--- begin ---
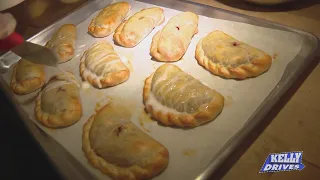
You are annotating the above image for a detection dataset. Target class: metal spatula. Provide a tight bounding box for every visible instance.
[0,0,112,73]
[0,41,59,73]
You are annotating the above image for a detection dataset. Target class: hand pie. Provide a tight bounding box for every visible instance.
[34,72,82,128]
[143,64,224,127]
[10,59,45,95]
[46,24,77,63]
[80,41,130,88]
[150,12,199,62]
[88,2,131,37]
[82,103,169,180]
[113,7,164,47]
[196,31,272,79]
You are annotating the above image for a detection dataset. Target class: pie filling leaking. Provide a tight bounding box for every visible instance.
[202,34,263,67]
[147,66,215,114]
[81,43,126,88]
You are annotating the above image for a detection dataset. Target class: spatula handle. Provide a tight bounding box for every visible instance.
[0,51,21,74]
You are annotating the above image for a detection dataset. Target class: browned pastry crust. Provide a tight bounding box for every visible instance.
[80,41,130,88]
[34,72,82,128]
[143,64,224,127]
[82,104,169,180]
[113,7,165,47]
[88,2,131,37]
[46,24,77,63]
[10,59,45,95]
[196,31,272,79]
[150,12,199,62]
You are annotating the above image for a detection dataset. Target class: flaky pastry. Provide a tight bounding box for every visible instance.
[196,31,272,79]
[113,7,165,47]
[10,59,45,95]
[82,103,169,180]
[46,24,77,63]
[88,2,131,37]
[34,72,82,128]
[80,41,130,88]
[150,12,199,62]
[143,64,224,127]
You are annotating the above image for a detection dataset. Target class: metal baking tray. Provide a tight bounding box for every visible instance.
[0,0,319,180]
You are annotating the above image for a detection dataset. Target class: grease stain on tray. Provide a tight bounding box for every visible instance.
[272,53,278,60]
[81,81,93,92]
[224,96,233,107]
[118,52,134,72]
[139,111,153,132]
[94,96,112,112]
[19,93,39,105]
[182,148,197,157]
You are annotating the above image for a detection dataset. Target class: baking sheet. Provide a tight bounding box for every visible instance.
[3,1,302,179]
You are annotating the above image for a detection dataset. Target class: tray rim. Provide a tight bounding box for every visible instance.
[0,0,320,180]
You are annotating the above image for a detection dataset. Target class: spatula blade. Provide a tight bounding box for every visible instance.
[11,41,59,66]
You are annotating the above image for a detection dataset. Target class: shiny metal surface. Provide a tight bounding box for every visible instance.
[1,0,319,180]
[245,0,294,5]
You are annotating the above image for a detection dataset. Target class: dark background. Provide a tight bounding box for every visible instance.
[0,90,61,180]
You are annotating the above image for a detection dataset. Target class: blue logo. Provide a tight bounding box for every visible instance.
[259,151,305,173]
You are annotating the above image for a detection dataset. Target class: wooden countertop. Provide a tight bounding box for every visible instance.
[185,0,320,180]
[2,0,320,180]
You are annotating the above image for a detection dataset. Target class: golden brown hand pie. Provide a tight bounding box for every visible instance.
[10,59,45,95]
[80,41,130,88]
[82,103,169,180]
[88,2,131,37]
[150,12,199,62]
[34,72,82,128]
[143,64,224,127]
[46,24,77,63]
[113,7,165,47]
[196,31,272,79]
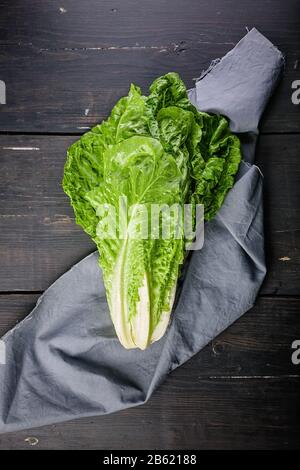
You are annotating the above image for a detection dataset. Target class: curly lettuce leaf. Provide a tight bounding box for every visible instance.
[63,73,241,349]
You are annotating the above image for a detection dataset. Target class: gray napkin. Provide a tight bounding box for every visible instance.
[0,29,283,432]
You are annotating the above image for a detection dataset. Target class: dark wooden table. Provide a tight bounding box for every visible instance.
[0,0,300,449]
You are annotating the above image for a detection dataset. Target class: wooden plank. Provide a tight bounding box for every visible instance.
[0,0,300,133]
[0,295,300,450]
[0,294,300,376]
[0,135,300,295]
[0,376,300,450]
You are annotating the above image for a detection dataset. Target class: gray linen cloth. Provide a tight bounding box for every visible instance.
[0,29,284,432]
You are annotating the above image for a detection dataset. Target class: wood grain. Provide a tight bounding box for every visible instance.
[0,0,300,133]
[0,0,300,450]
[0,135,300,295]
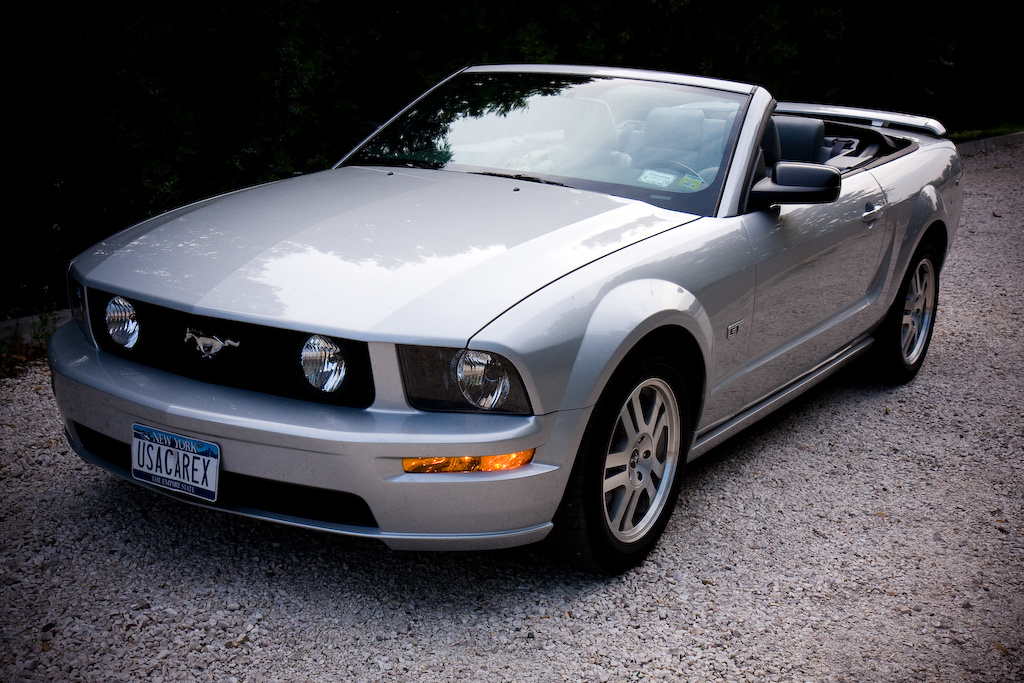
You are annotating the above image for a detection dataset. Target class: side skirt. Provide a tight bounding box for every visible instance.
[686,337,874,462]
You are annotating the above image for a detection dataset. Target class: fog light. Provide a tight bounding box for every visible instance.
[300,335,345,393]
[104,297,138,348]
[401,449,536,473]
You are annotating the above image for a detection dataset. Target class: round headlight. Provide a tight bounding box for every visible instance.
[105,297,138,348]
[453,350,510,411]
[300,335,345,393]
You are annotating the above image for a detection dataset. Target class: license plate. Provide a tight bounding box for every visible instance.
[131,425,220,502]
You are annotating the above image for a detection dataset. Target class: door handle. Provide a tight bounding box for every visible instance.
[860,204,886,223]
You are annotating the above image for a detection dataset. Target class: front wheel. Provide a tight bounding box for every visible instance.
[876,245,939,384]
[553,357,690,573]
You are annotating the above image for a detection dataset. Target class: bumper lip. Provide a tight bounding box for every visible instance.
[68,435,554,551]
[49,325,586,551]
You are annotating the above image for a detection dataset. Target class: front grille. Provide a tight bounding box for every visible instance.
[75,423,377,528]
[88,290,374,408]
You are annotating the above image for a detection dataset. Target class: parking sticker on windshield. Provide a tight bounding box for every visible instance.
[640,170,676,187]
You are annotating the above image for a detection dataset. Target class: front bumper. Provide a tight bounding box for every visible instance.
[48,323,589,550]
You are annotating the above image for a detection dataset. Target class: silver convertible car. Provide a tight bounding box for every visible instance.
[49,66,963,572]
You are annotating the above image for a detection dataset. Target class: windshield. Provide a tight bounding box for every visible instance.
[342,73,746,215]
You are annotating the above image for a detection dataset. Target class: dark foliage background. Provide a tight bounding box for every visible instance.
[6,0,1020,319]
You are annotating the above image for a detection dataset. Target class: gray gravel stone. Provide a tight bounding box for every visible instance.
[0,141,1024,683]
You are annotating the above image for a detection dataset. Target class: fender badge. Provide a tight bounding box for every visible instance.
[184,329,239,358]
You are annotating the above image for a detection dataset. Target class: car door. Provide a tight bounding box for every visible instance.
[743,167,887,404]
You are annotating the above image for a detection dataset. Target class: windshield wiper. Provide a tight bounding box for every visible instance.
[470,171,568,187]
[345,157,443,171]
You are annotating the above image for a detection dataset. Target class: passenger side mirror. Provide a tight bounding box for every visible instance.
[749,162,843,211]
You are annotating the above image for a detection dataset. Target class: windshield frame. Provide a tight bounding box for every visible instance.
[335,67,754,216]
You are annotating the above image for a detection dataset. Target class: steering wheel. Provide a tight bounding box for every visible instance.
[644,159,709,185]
--- end ---
--- begin ---
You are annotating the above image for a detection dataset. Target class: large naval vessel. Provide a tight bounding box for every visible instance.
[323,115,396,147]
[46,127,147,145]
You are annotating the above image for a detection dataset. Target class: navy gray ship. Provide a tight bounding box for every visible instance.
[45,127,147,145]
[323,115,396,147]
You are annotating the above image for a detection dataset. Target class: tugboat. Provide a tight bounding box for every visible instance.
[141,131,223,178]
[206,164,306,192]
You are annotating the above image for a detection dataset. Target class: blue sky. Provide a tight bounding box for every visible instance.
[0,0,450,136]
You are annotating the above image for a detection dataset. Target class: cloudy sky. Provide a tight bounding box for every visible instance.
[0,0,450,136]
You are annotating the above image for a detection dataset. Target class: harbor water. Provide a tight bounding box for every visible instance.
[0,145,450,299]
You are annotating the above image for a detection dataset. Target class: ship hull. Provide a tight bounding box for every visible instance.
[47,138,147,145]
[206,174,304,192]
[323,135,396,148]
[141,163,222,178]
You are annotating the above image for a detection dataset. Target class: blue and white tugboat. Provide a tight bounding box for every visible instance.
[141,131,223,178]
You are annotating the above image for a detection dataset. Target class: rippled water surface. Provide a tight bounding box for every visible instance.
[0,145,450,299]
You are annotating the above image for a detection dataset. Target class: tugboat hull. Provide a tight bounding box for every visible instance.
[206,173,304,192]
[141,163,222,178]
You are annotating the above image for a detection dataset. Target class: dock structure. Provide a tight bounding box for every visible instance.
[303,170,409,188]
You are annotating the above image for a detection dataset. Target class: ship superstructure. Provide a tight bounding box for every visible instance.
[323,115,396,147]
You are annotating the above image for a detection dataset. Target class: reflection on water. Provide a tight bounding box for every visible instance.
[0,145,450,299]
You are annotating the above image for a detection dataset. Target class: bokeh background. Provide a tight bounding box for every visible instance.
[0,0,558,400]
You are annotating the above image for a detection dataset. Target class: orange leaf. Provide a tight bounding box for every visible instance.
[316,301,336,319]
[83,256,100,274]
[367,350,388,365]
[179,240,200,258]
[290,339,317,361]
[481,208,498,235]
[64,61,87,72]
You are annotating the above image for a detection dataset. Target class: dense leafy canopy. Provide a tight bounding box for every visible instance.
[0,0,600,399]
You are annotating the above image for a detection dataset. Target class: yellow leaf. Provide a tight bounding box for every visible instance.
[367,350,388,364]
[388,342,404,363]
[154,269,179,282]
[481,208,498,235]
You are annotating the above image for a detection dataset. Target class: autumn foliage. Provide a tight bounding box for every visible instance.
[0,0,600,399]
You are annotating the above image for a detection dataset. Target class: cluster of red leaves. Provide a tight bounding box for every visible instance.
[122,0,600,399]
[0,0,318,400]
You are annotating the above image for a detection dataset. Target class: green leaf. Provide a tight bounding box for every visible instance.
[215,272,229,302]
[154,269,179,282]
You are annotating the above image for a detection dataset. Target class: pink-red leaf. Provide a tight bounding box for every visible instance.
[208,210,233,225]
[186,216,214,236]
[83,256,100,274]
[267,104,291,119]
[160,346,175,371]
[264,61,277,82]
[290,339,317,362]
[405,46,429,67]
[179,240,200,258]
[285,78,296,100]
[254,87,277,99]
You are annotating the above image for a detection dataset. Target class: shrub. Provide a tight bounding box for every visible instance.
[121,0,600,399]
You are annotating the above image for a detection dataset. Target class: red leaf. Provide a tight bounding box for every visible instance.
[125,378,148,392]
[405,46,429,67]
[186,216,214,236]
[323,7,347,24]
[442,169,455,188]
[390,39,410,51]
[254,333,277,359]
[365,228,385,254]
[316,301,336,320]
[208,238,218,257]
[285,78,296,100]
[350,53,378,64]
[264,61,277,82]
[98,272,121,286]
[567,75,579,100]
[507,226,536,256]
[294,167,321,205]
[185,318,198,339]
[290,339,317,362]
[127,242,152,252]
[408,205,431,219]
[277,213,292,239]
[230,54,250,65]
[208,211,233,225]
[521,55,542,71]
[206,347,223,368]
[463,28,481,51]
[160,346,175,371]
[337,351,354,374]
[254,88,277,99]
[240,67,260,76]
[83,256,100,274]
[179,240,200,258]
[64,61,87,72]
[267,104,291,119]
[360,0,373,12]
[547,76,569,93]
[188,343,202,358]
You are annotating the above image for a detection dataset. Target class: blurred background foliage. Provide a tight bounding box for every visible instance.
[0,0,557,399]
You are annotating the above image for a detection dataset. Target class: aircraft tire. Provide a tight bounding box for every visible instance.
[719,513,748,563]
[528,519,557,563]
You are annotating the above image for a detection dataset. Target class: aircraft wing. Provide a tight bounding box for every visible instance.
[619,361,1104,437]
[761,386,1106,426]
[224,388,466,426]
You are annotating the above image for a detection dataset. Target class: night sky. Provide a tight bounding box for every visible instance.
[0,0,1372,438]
--- end ---
→ **Work to be completed**: Please list every line of the data above that contains the word "tugboat".

→ **Exercise output**:
You are annotating the above image for a detection dataset. Target class: tugboat. Provide a tight bounding box for every visible instance.
You are annotating the above image for a detection dataset. Target class: blue and white tugboat. Provide a tight bounding box for every visible instance.
You are annotating the above image for a detection dataset. Target class: tugboat hull. Provide a tight bounding box for every visible instance.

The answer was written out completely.